TASK OBJECTIVE:
Show every line of the records below that contains the word "green", copying each one in full.

>> START RECORDS PROVIDED

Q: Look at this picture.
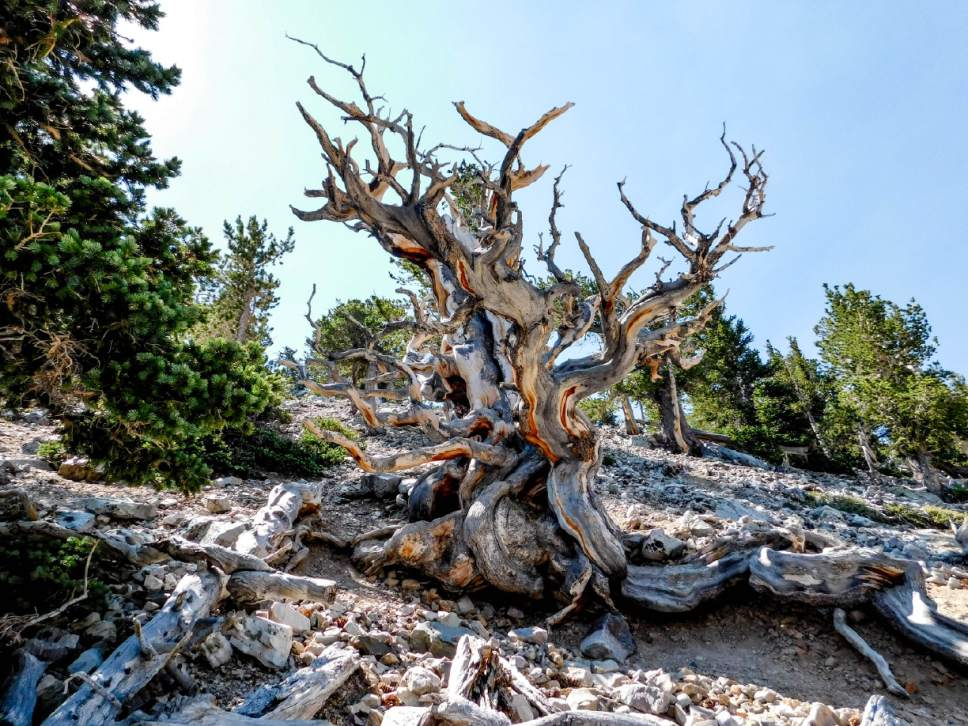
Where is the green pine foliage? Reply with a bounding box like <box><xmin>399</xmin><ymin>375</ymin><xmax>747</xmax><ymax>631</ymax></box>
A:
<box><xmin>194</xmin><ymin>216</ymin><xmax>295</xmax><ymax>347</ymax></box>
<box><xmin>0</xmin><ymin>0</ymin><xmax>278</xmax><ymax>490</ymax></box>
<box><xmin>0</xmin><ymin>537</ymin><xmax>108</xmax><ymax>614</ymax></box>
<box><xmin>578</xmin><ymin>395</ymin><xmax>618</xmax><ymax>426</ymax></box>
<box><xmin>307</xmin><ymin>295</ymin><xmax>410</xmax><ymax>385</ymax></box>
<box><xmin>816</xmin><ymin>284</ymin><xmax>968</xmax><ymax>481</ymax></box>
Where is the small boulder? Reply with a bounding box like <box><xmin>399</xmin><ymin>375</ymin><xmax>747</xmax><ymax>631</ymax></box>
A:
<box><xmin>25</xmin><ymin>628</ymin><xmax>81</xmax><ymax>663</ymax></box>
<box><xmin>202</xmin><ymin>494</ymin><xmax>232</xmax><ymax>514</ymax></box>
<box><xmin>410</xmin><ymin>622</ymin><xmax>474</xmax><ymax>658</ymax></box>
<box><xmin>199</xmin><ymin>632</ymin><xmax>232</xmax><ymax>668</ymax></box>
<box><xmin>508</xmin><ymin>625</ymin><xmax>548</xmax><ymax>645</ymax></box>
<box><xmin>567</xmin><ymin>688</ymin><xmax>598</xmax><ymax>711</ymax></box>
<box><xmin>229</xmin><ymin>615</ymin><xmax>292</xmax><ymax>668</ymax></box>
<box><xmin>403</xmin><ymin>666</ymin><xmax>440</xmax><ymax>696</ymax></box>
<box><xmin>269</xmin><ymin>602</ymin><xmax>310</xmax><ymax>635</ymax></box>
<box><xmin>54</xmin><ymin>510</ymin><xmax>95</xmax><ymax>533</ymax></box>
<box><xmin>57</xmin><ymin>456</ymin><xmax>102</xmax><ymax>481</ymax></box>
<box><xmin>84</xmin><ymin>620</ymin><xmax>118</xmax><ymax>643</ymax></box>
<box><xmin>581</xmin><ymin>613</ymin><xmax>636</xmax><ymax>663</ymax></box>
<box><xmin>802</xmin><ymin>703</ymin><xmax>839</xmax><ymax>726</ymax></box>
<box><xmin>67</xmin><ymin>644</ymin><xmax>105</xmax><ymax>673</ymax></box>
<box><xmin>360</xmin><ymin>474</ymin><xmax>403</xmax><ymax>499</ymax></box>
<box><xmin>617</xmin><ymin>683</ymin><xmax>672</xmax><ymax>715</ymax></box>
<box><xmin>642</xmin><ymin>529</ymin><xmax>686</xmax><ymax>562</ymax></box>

>> END RECORDS PROVIDED
>> START RECORDS PROVIDED

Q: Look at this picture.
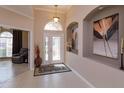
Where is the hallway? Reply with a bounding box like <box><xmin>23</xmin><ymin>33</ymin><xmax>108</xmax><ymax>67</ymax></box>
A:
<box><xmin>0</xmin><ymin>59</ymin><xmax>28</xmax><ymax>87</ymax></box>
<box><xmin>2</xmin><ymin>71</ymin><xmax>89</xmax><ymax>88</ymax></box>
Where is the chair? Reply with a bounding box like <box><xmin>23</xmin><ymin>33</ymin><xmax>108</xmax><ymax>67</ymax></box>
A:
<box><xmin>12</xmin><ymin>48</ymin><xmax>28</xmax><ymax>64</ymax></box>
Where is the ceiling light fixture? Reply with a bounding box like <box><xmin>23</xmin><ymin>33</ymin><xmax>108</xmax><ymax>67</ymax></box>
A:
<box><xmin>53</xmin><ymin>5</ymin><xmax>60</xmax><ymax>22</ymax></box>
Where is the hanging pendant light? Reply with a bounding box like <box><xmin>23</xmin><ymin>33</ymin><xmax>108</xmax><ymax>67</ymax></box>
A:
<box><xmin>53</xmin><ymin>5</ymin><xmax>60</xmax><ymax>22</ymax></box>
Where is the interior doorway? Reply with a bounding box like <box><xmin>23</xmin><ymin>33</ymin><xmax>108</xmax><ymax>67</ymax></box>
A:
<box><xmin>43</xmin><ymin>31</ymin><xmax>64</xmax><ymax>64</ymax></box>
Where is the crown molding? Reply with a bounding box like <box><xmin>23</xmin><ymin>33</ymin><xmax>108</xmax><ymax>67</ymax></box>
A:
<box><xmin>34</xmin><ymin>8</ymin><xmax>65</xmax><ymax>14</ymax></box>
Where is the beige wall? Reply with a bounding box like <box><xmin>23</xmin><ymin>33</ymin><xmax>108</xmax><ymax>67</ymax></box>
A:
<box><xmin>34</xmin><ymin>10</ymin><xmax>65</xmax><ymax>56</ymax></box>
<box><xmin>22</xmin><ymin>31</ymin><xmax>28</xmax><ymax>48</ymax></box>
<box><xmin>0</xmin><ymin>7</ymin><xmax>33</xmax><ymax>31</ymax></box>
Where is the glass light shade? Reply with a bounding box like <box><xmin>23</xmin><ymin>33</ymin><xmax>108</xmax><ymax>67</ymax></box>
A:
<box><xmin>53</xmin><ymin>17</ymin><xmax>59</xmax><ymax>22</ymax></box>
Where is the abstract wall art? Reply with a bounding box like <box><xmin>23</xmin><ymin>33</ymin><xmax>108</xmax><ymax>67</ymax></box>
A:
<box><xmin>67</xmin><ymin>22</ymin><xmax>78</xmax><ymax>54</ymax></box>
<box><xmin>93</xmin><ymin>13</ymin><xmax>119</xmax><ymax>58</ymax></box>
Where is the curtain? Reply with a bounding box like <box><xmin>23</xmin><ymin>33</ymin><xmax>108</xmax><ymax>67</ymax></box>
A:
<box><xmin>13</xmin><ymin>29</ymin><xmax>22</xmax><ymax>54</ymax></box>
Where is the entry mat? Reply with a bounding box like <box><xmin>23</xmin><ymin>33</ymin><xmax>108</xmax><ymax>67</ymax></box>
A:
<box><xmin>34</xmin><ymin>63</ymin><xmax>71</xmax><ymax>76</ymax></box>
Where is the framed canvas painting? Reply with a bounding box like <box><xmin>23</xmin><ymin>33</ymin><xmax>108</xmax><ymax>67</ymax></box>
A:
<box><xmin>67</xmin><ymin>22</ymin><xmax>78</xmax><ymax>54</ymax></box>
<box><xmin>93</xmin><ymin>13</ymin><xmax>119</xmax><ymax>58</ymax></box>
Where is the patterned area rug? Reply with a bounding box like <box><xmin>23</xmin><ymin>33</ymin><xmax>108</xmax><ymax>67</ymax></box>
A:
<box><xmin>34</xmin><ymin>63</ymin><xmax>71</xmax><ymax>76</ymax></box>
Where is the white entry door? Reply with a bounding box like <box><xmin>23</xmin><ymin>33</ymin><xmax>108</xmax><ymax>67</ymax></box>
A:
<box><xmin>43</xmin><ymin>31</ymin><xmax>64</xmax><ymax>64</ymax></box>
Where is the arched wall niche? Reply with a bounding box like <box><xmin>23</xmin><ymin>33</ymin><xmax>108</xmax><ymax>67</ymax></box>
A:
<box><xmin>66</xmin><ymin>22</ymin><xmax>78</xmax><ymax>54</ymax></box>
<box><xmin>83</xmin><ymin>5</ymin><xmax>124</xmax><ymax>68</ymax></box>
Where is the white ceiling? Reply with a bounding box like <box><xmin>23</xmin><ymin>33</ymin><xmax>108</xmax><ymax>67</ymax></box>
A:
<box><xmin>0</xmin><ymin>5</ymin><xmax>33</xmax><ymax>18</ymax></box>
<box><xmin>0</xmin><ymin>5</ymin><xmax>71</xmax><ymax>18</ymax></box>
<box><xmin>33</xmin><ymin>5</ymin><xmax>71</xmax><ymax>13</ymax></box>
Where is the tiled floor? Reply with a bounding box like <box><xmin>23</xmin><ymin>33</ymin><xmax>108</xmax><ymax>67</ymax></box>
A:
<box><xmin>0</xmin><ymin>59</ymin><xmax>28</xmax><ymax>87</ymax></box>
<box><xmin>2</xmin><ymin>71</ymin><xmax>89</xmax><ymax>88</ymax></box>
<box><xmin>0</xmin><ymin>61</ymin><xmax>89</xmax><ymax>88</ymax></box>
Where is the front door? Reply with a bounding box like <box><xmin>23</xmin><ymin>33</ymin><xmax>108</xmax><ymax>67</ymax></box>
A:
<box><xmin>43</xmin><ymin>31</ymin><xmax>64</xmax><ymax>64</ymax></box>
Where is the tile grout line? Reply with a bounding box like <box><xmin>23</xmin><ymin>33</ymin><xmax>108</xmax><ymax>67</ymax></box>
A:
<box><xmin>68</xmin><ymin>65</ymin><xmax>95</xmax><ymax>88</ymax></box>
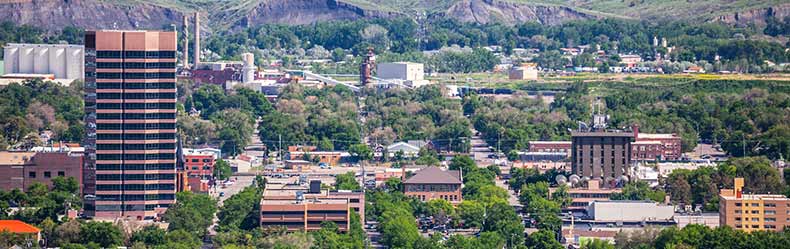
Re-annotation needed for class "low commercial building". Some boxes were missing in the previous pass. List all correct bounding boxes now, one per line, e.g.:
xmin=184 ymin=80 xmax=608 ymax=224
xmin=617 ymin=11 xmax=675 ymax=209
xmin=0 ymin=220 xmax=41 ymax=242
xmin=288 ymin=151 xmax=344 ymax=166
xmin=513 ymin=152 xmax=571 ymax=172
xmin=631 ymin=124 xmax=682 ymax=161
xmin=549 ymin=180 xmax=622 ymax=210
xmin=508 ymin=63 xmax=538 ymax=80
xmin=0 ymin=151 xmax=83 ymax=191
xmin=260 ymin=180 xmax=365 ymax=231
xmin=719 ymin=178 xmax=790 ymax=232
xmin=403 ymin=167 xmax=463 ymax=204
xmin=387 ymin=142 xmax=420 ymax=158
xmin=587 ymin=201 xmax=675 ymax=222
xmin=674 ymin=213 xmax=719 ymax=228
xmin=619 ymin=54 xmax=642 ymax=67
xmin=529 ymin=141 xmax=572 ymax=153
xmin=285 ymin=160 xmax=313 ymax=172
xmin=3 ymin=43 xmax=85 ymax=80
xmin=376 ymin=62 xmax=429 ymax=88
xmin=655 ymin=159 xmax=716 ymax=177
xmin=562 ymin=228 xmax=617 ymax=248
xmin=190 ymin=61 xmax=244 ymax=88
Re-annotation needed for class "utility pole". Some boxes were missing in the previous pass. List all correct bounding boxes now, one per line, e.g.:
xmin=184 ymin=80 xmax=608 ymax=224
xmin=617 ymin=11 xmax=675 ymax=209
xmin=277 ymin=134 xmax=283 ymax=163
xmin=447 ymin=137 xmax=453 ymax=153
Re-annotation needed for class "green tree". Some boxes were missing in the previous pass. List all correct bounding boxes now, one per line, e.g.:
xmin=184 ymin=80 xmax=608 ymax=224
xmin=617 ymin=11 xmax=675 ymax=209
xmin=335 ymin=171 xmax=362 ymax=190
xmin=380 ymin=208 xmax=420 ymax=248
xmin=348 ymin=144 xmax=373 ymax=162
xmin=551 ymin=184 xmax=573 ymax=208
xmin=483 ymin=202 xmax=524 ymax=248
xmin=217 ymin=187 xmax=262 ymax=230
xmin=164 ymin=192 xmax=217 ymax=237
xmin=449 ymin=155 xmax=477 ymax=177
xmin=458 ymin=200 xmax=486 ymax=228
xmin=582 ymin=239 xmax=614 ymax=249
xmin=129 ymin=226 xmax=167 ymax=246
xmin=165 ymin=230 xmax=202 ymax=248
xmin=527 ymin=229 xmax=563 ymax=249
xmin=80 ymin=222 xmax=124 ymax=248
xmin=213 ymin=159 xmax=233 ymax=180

>> END RECORDS PROVIDED

ANSWER TO THE PROBLEM:
Where is the green pine foliage? Reply with a bounding box like <box><xmin>399</xmin><ymin>375</ymin><xmax>747</xmax><ymax>631</ymax></box>
Re-annotation needed for class "green tree". Some boxes were missing in the previous pass. List all correct bounding boxes now, one per line, e.g.:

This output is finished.